■ Yapılacaklar ■
(A) Aşağıdaki Diyarbakır'ın fethi üzerine yazıya göre şu üç ifadenin doğru olup olmadığını belirtin: (i) Diyarbakır'ın fethinin bin 386'ncı yıl dönümüne girilmiştir. (ii) Yazar, fetih ile işgali birbirine yakın anlamlı kavramlar olarak görür. (iii) Mehdi Zana bir dönem Diyarbakır'da Büyükşehir Belediye Başkanlığı yapmıştır. Her ifadeyi evet ya da hayır ile yanıtlayın ve kararı belirleyen sözleri yazıdan aynen alıntılayın.
(B) Aşağıdaki Diyarbakır'ın fethi üzerine yazıyı, son cümlesinden sonra gelecek biçimde sürdürün.

■ Verilen Metin ■
DİYARBAKIR'IN FETHİNE KİMLER GÖLGE DÜŞÜRÜYOR

Abone Ol

Diyarbakır'ın fethinin bin 386'ncı yıl dönümüne girdik. Diyarbakır'ın fethine girmeden önce fetih ile işgal arasındaki farka değinmek istiyorum.

Fetih ile işgal çok zıt anlamları barındırıyor. Her iki kavram birbirine o kadar zıt ki; siyah ile beyaz, soğuk ile sıcak, zulüm ile adalet, hak ile batıl kadar zıt.

Her iki kavram arasında ince çizgiyi yakalamadan Diyarbakır'ın fethini tam olarak idrak edemeyiz.

Kimler Diyarbakır'ın fethine gölge düşürüyor, sorusunun cevabı ortada… DEM parti yetkililerinin Diyarbakır'ın fethini işgal olarak lanse etmeleri İslam'a olan düşmanlıklarının yansımasından başka bir şey değil.

Bundan birkaç yıl önce DEM'li Ahmet Türk, Yezidi konferansında Halid bin Velid ’in Kürtlere soykırım uyguladığı iftirasını atmış, asılsız ithamlarda bulunmuştu. Ayrıca, bir dönem Diyarbakır'da Büyükşehir Belediye Başkanlığı yapmış Mehdi Zana, Kürtlerin zorla, yanlışlıkla, kılıç zoruyla Müslüman yapıldığını yalanını atmış, İslam'ın Kürtlere bir şey vermediği iftirasında bulunmuştu.

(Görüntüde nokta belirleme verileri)

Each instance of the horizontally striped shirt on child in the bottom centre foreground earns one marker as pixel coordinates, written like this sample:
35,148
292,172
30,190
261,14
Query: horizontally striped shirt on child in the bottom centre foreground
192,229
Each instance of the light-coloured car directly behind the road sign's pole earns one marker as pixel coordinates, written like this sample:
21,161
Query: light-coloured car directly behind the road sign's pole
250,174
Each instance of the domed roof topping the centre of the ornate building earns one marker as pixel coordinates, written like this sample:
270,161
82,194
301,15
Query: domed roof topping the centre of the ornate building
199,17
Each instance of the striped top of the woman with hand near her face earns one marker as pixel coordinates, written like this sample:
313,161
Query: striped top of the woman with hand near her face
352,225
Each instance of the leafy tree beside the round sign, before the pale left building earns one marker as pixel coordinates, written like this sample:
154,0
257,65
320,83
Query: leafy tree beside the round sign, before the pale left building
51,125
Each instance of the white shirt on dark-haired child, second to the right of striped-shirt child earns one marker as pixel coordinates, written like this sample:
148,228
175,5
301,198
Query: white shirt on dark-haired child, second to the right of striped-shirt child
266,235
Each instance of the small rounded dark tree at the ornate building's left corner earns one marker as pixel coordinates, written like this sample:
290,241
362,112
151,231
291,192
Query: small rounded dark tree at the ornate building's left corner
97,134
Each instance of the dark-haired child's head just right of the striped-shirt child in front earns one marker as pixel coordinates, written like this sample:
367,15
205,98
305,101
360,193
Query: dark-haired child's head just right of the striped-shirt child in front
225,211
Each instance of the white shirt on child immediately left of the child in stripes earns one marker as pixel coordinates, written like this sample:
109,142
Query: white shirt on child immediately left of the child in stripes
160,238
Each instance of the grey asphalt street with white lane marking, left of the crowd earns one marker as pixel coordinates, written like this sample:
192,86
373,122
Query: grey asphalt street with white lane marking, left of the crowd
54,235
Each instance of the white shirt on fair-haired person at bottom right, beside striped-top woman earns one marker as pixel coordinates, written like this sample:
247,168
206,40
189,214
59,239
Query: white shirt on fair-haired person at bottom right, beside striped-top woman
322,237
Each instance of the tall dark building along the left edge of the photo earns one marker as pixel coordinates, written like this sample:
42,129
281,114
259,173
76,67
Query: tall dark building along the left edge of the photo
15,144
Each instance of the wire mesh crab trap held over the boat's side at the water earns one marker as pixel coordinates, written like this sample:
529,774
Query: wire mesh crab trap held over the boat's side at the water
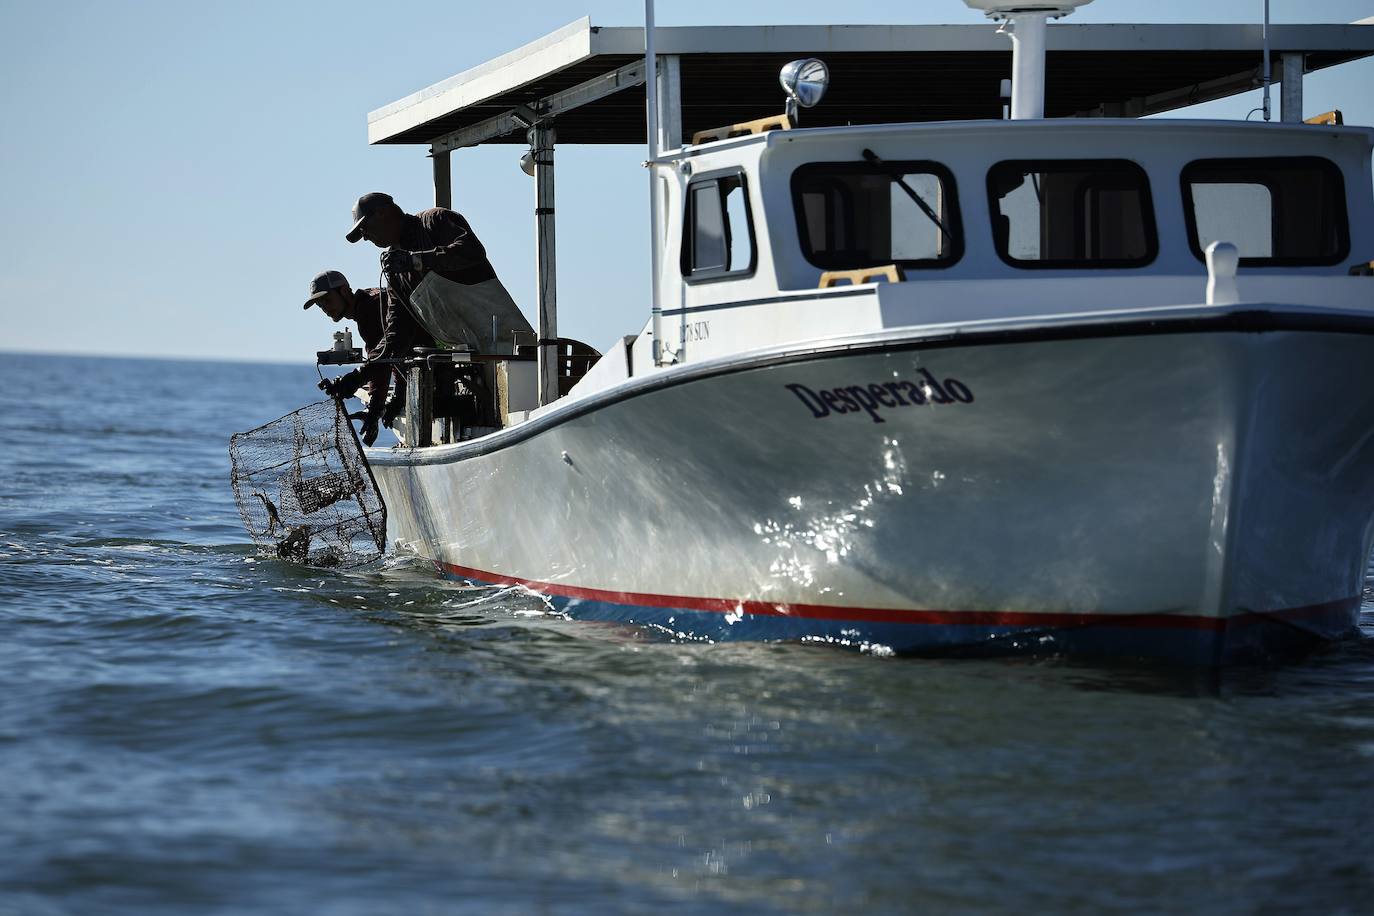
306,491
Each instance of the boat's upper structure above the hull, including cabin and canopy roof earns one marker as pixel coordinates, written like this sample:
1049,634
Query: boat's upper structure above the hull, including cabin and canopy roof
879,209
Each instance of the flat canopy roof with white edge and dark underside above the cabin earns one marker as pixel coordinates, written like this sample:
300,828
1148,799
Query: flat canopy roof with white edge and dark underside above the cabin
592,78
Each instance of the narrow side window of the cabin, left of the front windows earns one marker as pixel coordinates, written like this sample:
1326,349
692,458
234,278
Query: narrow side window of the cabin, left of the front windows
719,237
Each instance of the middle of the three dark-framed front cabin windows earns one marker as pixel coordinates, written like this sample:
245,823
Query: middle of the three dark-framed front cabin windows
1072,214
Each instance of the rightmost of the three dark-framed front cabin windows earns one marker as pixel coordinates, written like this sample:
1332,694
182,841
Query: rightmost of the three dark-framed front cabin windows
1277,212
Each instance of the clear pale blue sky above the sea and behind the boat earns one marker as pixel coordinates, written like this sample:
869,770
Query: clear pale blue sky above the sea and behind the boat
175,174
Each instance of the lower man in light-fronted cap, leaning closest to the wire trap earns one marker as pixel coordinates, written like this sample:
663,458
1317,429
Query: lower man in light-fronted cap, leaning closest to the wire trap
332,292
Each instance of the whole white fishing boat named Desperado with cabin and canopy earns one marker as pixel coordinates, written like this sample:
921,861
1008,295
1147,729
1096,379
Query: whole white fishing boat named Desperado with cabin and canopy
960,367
...
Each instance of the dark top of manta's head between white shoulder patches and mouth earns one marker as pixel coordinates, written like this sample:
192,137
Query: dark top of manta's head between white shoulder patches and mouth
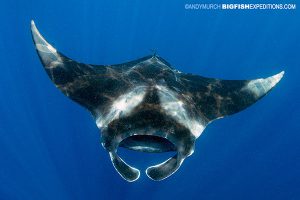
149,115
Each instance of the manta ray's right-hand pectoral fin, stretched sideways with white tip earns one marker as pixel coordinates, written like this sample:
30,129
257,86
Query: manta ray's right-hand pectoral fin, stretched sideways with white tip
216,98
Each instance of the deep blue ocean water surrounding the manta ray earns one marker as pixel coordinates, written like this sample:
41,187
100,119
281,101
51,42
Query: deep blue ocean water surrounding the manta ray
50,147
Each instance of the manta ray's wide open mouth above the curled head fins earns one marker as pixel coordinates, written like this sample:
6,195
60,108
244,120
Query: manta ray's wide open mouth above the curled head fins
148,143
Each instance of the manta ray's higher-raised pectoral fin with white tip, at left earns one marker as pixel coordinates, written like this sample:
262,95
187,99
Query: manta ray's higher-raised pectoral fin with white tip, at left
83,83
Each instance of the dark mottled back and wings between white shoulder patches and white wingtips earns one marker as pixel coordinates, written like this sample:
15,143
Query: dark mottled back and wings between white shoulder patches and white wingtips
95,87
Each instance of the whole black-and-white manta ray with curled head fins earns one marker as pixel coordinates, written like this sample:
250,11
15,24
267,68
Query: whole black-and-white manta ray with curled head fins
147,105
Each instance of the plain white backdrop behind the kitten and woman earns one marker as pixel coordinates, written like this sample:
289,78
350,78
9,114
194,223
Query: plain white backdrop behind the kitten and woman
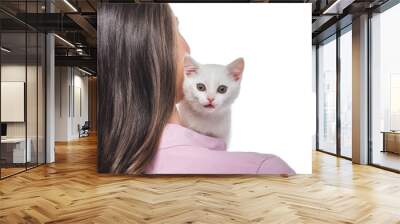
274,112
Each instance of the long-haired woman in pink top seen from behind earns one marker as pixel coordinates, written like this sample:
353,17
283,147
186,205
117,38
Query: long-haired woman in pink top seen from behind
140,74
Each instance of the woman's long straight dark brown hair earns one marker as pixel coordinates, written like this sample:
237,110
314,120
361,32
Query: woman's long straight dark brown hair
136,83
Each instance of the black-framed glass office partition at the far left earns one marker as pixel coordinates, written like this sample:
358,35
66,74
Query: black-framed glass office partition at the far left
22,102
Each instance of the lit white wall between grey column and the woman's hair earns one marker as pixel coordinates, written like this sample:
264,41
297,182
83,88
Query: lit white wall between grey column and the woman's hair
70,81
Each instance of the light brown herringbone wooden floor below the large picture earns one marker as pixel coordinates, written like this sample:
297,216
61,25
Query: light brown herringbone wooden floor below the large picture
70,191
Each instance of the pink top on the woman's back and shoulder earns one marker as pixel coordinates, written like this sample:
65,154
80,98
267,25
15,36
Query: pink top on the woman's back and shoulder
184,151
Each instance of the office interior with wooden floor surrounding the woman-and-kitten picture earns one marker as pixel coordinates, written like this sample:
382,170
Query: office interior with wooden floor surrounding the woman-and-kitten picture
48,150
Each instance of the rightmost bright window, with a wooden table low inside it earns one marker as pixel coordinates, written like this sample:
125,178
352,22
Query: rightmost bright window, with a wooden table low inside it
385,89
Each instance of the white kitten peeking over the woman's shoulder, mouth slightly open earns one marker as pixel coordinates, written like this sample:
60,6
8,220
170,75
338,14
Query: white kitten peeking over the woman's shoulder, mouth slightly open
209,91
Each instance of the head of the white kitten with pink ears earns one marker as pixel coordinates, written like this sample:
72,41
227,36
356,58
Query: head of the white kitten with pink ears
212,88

■ Verilen Yanıtlar ■
(A)
(i) Evet: "Diyarbakır'ın fethinin bin 386'ncı yıl dönümüne girdik."
(ii) Hayır: "Fetih ile işgal çok zıt anlamları barındırıyor."
(iii) Evet: "bir dönem Diyarbakır'da Büyükşehir Belediye Başkanlığı yapmış Mehdi Zana"

(B)
2019 yılında dönemin HDP Diyarbakır Büyükşehir Belediyesi tarafından Hazreti Muhammed'in sahabelerinden İyaz Bin Ganem'in adı verilen caddenin ismi değiştirilmiş, ne olduğu belli olmayan bir komünistin adı verilmişti.

Kalplerinde İslam düşmanlığı olan art niyetli malum kesim Diyarbakır'ın fethine gölge düşürmek için fethi işgal imiş gibi gösterme cüretinde bulunuyorlar.

Kavram karmaşasına girmeden kısa öz olarak fetih ile işgal arasındaki ince çizgiye değinmek istiyorum.

Fetih toprakların mamur edilmesini, halkların yaşatılmasını, insan onurunun teminat altına alınmasını ve ihya etmeyi barındırıyor… Fetihlerde bölge halkının can, mal, namus, inanç ve değerleri koruma altına alınıyor.

Diyarbakır'ın fethi tarihe mal olmuş, fetihler arasında yer alıyor.

Oysa işgal öyle değil. İşgal talan ve yıkımı barındırıyor. İşgallerde taş üstüne taş, omuz üstüne baş bırakılmıyor.

Tarihe mal olmuş Zerdüştlerin Diyarbakır'ı işgali, talanı ve soykırımı barındırıyor.

Biraz tarihi belgeleri karıştırdığımızda Kürtleri katliamlardan geçirenlerin Zerdüştler olduğunu göreceğiz.

Şöyle tarihe bir yolculuk edelim…

Yıl 503… Sasani Kralı Zerdüşt Birinci Kavad, Diyarbakır'ı işgal ediyor.

Şehri yerle bir eden ateşperest Kavad, 80 bin Kürdü katlediyor. Diyarbakır’ın sokakları kan revan içinde. Mecusi ateşperestlerin bu zulmü, masallarda anlatılan hikayeler değil, gerçek hayatta yaşanmışlıklardan ibaret.

Tarihi belgelerde sabit… o dönemde ateşperest Mecusiler şehri işgal ettiğinde Diyarbakırlıların mallarını talan etmiş, kadın, çocuk, yaşlı ve siviller soykırıma maruz kalmıştı.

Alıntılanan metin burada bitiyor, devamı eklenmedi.